The response should be a faithful copy of every record, with nothing left out.

Excerpted records:
§ §

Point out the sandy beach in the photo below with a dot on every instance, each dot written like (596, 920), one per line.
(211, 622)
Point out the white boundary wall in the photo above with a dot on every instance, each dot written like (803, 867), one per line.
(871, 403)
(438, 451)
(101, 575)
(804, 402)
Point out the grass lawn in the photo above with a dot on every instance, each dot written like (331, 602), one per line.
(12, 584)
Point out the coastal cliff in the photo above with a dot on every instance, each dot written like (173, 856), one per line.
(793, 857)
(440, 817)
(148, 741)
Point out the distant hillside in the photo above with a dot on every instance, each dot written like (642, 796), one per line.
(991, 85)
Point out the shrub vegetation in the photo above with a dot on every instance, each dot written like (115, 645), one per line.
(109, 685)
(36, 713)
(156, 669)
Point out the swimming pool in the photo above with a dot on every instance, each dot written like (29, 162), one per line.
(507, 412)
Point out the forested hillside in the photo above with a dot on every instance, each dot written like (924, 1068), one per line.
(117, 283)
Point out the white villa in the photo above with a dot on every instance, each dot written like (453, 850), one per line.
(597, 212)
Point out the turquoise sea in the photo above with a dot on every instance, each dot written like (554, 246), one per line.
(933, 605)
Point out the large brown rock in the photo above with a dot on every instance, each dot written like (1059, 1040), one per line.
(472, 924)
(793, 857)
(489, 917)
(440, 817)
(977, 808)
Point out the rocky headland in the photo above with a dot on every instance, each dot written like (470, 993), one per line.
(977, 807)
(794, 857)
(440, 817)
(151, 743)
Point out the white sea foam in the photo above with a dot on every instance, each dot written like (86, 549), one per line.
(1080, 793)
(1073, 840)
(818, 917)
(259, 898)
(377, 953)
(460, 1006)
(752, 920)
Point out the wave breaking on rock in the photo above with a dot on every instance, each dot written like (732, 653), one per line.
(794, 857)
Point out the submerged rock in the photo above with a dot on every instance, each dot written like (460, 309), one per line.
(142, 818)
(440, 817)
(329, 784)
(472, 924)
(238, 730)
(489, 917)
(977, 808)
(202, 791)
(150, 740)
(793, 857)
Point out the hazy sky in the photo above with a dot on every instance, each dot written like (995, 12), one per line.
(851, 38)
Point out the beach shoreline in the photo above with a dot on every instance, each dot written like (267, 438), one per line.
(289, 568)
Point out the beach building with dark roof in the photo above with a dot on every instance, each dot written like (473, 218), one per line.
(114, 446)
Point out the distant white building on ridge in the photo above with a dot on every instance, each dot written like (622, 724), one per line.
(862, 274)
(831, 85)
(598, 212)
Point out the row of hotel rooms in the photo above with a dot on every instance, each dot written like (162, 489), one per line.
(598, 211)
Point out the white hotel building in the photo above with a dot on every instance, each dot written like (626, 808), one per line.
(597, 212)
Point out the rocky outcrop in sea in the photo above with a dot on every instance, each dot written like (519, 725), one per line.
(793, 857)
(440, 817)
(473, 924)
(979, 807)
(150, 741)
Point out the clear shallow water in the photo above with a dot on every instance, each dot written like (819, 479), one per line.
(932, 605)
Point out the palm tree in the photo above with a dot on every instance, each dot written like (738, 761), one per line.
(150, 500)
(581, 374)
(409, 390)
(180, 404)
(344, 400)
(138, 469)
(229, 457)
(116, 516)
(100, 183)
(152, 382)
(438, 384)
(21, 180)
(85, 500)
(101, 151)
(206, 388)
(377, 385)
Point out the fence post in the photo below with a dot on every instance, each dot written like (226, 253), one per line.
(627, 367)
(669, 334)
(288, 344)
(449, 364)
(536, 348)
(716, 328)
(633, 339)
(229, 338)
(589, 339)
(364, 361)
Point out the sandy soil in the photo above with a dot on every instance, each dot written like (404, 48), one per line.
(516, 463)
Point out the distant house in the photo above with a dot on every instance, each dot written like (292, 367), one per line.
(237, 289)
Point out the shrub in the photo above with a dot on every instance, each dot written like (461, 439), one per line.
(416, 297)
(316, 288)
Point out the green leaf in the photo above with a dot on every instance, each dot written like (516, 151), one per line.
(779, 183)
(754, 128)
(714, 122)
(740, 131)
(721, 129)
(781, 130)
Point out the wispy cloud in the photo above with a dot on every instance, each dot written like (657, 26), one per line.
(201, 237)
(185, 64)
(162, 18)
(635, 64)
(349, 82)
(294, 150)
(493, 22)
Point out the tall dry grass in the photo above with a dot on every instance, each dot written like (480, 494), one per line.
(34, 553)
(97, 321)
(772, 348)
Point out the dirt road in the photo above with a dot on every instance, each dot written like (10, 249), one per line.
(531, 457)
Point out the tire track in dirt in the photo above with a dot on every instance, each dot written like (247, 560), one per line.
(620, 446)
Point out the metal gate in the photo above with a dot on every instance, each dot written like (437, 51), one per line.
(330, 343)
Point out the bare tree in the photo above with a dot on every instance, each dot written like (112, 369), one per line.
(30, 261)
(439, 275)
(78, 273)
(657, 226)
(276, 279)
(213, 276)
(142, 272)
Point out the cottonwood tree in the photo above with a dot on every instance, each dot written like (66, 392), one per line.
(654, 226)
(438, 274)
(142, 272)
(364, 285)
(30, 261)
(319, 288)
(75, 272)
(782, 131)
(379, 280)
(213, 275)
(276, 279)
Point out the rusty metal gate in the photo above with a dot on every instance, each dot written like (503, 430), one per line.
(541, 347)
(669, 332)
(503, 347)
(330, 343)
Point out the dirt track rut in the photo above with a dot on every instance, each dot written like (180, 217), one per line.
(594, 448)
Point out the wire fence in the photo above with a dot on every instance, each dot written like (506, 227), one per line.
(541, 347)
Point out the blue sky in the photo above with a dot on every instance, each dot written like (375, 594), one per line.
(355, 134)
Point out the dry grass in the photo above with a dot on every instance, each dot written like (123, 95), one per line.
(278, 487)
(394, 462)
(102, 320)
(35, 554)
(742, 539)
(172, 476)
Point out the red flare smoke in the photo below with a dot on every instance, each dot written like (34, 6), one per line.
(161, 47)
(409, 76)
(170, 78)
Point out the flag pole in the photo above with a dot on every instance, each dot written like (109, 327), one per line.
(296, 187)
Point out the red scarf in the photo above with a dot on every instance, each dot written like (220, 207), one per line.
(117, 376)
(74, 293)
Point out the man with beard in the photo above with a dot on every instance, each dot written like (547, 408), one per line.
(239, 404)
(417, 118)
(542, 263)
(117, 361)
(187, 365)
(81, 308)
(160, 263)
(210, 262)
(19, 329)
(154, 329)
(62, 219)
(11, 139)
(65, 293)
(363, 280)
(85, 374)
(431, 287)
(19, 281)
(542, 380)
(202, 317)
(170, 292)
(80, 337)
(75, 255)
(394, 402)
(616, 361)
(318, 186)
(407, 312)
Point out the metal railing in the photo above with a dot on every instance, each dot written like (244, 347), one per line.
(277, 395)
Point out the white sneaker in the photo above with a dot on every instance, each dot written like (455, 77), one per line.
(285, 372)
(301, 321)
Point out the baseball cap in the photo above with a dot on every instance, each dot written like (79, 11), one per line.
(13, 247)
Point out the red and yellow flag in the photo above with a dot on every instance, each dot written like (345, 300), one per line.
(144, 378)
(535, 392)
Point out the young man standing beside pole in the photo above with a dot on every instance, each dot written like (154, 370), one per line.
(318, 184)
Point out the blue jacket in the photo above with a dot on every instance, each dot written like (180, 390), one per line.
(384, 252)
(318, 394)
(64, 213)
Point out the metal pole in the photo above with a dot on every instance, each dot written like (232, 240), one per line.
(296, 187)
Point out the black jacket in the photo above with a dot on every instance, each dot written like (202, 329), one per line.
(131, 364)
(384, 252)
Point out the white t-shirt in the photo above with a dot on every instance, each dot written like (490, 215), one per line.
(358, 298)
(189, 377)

§ §

Your solution:
Point out the sandy beach in the photo below with a dot on every instance, each dot written like (596, 920), one per line.
(211, 622)
Point out the white boundary wall in the photo above with a dot on every instance, each dot written like (803, 867), one per line.
(871, 403)
(438, 451)
(101, 575)
(804, 402)
Point out the grass lawn in the photo above with a dot on every instance, each dot written like (331, 602), one per line.
(12, 584)
Point out the coastal cliff in the photo above with a dot on every instance, each dot written like (173, 856), one per line.
(793, 857)
(440, 817)
(148, 741)
Point out the distant hillside in the photo above with a dot on every instance, each dot written like (642, 796), one per line.
(991, 85)
Point out the shrub vegetation in the photo above with a dot on every instance, each dot written like (115, 645), one per line.
(109, 685)
(36, 713)
(156, 669)
Point out the swimming pool in the photo above with a dot on every instance, each dot written like (29, 162), one per line.
(507, 412)
Point out the forested hillside in the photo above with a dot on every instance, each dot written like (924, 1068), one per line.
(117, 283)
Point out the white villa in the photo above with a dot on every instance, each dot written like (453, 850), one per line.
(597, 212)
Point out the turquoise sea in the photo above with a dot on every instance, each dot written like (554, 246), one per line.
(933, 605)
Point out the large brown rock in the photo above with a dot on every instance, each dot written like (1059, 1040), one per line.
(472, 924)
(793, 857)
(489, 917)
(440, 817)
(977, 808)
Point out the rocky headland in the photo above with a dot on every instance, each dot written like (470, 993), one per line.
(977, 807)
(794, 857)
(440, 817)
(151, 743)
Point out the white sea foam in the photo above with a dot on every instance, each dot written like (86, 549), one per line.
(1080, 793)
(1073, 840)
(818, 917)
(259, 898)
(377, 953)
(460, 1006)
(752, 920)
Point out the wave breaking on rock in the photo above with a dot on every instance, each dot written like (732, 653), one per line.
(794, 857)
Point out the submerged rock in the photo above with a dot on every instance, each dot written like (460, 309), one per line.
(142, 818)
(440, 817)
(329, 784)
(472, 924)
(238, 730)
(489, 917)
(977, 808)
(202, 791)
(150, 740)
(793, 857)
Point out the hazy sky in the photo above with a dot on every instance, each dot written like (995, 12), one per line.
(851, 38)
Point out the beach shoreline in the photo above with a dot on every instance, each dot written like (267, 438), one per line.
(289, 568)
Point out the beach building with dark roof in the photo above with a dot on every instance, each dot written like (473, 218), one per line.
(114, 446)
Point out the distant white building on ridge in the photo above with a dot on every instance, each dot written like (622, 724), one per line.
(862, 274)
(831, 85)
(598, 212)
Point out the row of hotel rooms in the photo above with a dot on every instance, each dot written like (162, 489), one per line.
(598, 211)
Point out the white hotel building in the photo above with a dot on every instance, each dot written like (626, 808), one per line.
(597, 212)
Point out the rocky outcrop in sea in the photo above with a dot on every instance, each dot written like (519, 725), one per line.
(793, 857)
(440, 817)
(473, 924)
(979, 807)
(150, 741)
Point out the clear shallow water in the photo above with a dot on every instance, each dot written like (819, 479), one per line.
(932, 605)
Point out the palm tree in the photo above with a dot on every instance, each dot written like (738, 761), one per line.
(150, 500)
(581, 374)
(409, 390)
(180, 404)
(344, 400)
(138, 469)
(229, 457)
(116, 516)
(100, 183)
(152, 382)
(438, 384)
(21, 180)
(85, 500)
(101, 151)
(206, 388)
(377, 385)
Point out the fence post in the photo below with a dot on every instance, each dot written like (226, 253), one per line.
(627, 367)
(669, 334)
(288, 344)
(449, 364)
(536, 348)
(716, 328)
(633, 339)
(229, 338)
(589, 339)
(364, 361)
Point out the sandy soil in the photo above with a dot on every instance, each dot written like (404, 48), one per line.
(516, 463)
Point out the distant house in the photo above with a dot on every instance, each dot written like (292, 367), one per line.
(237, 289)
Point out the shrub in the photo above with a dot on every instance, each dot written like (461, 439), one per line.
(416, 297)
(316, 288)
Point out the green leaf in the photo above with a dot on every instance, each dot written like (516, 151), one per line.
(779, 183)
(754, 128)
(714, 122)
(740, 131)
(721, 129)
(781, 130)
Point out the wispy cloud in the photo above with a dot on every instance, each dot written like (657, 26), one per line.
(201, 237)
(185, 64)
(162, 18)
(635, 64)
(349, 82)
(294, 150)
(493, 22)
Point out the tall dry grass in the photo above with a dot on every instance, each dot written like (480, 494), one per line.
(34, 553)
(97, 321)
(772, 348)
Point out the dirt road in the photo above with a dot on every instance, each dot written like (10, 249), one per line.
(531, 457)
Point out the tire track in dirt in the photo above with a dot on every instance, each dot written like (247, 560), one per line.
(620, 446)
Point out the metal gate in the photo above with a dot on every instance, each dot written like (437, 51), one per line.
(330, 343)
Point out the bare tree in the photo above with a dot on every instance, each dot written like (112, 369), one per line.
(30, 261)
(439, 275)
(78, 273)
(657, 226)
(276, 279)
(213, 276)
(142, 272)
Point out the cottonwood tree in the photo above with a dot on every instance, each dot written like (66, 392), one per line.
(654, 226)
(438, 274)
(142, 272)
(364, 285)
(30, 261)
(319, 288)
(75, 272)
(782, 131)
(379, 280)
(213, 275)
(276, 279)
Point out the rusty metal gate in the photo above with a dot on every instance, each dot written like (503, 430), one per line.
(541, 347)
(669, 332)
(503, 347)
(330, 343)
Point out the dirt track rut in the photo above with a dot on every instance, each dot written like (180, 217), one per line.
(594, 448)
Point out the wire fence in the photo above with a dot on every instance, each dot written like (506, 227), one per line.
(541, 347)
Point out the blue sky in the photo above with a dot on every instance, each dot written like (375, 594), one per line.
(355, 134)
Point out the dry grass in the photo above with a dot on every instance, each dot written like (123, 95), one per line.
(278, 487)
(394, 462)
(102, 320)
(35, 554)
(742, 539)
(172, 476)
Point out the red flare smoke in the photo below with a dot on every instance, each dot written like (34, 6), one per line.
(161, 47)
(409, 76)
(170, 78)
Point out the flag pole in the photo above with a dot on every instance, each dot written like (109, 327), one per line.
(296, 187)
Point out the red scarf in the photo above with a dot on every instance, each dot written like (220, 207), one per line.
(117, 376)
(74, 293)
Point out the man with beard in the photo above with a dot on every instance, each dot written like (547, 408), one per line.
(239, 404)
(417, 118)
(542, 263)
(117, 361)
(187, 365)
(81, 308)
(160, 263)
(210, 262)
(19, 329)
(154, 329)
(62, 219)
(11, 139)
(65, 293)
(363, 280)
(85, 374)
(431, 287)
(19, 281)
(542, 380)
(202, 317)
(170, 292)
(80, 337)
(75, 255)
(394, 402)
(616, 361)
(318, 186)
(407, 312)
Point out the metal railing in the photo above with a dot on every instance, each dot written like (244, 347), one per line.
(277, 395)
Point out the white sneaker in the photo above with a dot on every instance, each dot written like (455, 77), one per line.
(285, 372)
(301, 321)
Point out the baseball cap in the photo above with a dot on every instance, each dot written like (79, 11), one per line.
(13, 247)
Point out the red and yellow flag in the photo above with a dot on every instance, each dot written like (345, 300), one per line.
(144, 378)
(535, 392)
Point out the young man standing beside pole in the photo above with a dot on every instance, each dot written like (154, 370), one per line.
(318, 184)
Point out the blue jacket in the photo above with a dot on every instance, each dot written like (180, 390), one per line.
(384, 252)
(318, 394)
(64, 213)
Point out the metal pole in the photo above with a dot on every instance, each dot written like (232, 240), one per line.
(296, 187)
Point out the black jacket in the photo above with a dot on every instance, each dot written like (202, 329), one per line.
(131, 364)
(384, 252)
Point out the white t-shirt in the photo above with a dot on every instance, each dot written like (490, 215), one per line.
(358, 298)
(189, 377)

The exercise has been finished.